- **WHAT YOU HAVE TO DO**:
Write the next part of the forum thread about MLCS products and service, picking up after its final sentence.

- **SELECTED PASSAGE**:
___
# MLCS Fabulous products AND Service



## Everett1 (Jun 18, 2011)

Hey Man,

Thanks for the review.

I have the same extension; it was on my old 1946 Delta Unisaw. I got a new table saw recently, and changed my setup around, and it doesn't allow for me to mount it to the new saw.

You have any more pictures of the setup? I'm thinking i can mount the extension table to a shop made cabinet (i don't use a router table all that often, so smaller size it great).

I'm just on the fence of the U-Turn vs PowerLift Pro. Has the U-Turn part of the setup proven to be easy to micro adjust bit height?

thanks!

Ev


----------



## SouthpawCA (Jul 19, 2009)

Here is the pic of the saw with the extension


----------



## SouthpawCA (Jul 19, 2009)

As for micro adjusting I was going to test that out … how much does on complete turn raise or lower the bit. Similar to the DeWalt 735X if you turn the crank any amount it stays where you put it without having to unlock and lock the router. If you can turn the handle you can raise or lower the bit.
___
- **RAW RECORDS**:

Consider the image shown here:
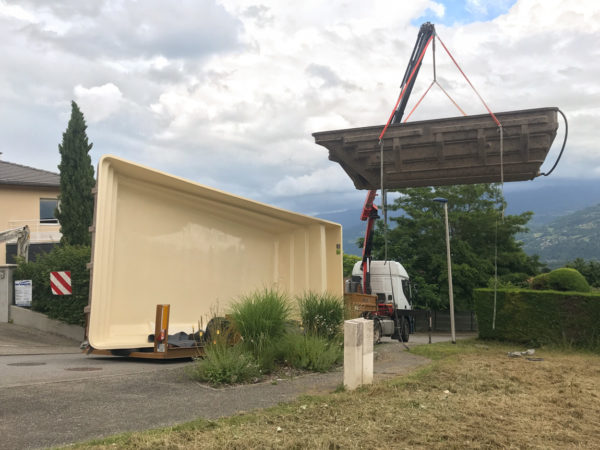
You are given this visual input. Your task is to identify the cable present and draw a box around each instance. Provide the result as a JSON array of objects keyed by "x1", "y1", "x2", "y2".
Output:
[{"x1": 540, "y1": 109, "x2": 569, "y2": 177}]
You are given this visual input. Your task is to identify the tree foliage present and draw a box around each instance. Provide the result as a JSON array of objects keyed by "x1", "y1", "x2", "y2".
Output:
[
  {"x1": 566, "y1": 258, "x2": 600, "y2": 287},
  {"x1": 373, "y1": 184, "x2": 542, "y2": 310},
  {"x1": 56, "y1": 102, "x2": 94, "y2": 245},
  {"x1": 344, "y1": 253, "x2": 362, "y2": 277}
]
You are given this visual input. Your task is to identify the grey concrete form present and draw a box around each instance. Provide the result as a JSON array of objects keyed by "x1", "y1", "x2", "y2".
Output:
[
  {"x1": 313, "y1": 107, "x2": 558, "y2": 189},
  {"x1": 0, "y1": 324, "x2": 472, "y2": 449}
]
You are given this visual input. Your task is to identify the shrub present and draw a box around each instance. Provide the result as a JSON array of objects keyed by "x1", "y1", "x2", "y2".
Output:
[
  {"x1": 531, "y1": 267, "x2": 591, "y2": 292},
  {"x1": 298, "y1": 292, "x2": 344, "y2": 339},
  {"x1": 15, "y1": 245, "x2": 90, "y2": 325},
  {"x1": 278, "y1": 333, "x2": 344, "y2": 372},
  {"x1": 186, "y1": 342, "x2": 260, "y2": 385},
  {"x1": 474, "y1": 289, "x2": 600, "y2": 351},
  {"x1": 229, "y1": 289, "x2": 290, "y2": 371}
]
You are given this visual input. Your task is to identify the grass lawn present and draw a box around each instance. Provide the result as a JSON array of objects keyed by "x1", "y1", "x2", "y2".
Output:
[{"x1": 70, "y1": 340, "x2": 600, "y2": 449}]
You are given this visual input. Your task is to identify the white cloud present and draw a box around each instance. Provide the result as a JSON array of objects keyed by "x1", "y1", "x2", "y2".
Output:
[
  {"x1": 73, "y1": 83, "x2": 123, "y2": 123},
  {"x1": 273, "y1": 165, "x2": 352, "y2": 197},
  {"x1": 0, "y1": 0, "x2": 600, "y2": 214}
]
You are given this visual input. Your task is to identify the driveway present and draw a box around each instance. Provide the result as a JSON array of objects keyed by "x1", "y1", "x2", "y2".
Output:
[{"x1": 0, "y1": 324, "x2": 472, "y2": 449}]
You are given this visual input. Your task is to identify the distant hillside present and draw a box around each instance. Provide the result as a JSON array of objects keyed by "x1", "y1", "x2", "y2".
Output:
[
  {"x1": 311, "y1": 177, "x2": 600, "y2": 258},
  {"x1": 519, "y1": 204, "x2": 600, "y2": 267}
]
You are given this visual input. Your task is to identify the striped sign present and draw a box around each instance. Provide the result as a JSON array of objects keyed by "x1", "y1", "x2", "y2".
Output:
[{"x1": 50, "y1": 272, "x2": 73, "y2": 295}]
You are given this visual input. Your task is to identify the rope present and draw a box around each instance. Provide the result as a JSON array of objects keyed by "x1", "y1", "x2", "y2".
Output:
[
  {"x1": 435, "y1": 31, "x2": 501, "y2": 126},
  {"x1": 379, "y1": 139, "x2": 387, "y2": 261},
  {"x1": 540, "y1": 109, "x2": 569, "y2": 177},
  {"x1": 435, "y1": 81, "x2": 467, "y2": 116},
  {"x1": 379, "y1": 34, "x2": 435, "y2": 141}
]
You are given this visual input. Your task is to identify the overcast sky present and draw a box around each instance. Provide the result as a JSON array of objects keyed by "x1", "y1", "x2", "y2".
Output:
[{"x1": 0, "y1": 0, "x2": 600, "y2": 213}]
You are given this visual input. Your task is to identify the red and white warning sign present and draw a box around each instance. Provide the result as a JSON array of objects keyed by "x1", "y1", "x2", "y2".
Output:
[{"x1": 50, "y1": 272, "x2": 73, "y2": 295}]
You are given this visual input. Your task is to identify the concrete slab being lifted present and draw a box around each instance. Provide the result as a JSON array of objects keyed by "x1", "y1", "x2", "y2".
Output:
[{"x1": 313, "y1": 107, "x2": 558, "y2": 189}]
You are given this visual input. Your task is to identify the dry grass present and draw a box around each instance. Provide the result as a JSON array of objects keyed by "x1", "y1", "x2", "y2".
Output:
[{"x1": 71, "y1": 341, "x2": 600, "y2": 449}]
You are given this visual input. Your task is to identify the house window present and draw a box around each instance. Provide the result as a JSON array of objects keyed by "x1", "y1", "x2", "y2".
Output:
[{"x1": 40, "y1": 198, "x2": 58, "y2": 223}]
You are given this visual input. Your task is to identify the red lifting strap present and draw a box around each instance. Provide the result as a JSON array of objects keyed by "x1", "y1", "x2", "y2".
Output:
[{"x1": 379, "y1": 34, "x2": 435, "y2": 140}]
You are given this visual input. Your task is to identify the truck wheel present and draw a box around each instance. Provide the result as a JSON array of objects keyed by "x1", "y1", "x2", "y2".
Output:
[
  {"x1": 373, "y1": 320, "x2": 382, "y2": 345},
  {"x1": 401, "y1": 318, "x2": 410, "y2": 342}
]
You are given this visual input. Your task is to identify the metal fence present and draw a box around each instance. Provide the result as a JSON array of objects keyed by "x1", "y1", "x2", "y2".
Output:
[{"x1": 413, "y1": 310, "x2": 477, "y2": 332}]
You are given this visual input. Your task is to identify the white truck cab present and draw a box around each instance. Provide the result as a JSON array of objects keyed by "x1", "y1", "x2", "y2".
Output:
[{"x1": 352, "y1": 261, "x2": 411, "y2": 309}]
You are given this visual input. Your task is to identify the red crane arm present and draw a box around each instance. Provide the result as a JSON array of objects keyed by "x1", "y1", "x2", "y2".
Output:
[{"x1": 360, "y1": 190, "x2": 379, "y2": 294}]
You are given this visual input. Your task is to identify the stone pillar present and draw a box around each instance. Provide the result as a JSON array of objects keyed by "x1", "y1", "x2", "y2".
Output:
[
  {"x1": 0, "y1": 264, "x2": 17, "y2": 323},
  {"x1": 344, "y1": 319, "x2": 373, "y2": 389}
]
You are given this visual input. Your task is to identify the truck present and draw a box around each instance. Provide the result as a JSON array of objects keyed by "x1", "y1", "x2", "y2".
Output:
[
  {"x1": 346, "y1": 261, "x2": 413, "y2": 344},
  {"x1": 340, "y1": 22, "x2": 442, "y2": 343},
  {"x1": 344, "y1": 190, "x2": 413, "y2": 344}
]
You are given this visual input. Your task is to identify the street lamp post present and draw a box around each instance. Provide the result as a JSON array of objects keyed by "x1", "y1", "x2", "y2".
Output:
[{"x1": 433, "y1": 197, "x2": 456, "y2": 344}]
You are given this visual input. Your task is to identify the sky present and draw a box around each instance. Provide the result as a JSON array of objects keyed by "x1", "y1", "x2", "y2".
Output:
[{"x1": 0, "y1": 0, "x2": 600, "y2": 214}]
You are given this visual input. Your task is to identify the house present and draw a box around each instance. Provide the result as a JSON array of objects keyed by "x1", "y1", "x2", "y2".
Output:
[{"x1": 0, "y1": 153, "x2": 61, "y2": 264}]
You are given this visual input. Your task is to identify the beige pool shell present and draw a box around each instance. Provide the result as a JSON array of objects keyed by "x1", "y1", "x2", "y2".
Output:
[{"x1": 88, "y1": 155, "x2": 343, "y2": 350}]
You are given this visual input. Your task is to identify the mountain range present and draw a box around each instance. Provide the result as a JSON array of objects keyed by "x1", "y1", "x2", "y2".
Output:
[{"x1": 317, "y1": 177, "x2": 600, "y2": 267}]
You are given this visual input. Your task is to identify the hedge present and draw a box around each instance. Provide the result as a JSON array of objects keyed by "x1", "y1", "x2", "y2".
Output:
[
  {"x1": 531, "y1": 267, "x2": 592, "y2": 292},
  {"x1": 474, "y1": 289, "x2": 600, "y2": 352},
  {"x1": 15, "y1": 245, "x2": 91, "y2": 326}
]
___
- **ANSWER TO THIS PROBLEM**:
----------



## Everett1 (Jun 18, 2011)

Thanks man,

Yeah, my old unisaw, the motor was on the right side, so i mounted that same extension table to the left side, worked great.

New saw the motor is mounted on the left side, so not an option anymore; i also got the 52" extension table on the right, so doesn't work over there either.

Hoping this can attach easy to a cabinet; or i might just order a whole new setup, don't feel like dealing with building one.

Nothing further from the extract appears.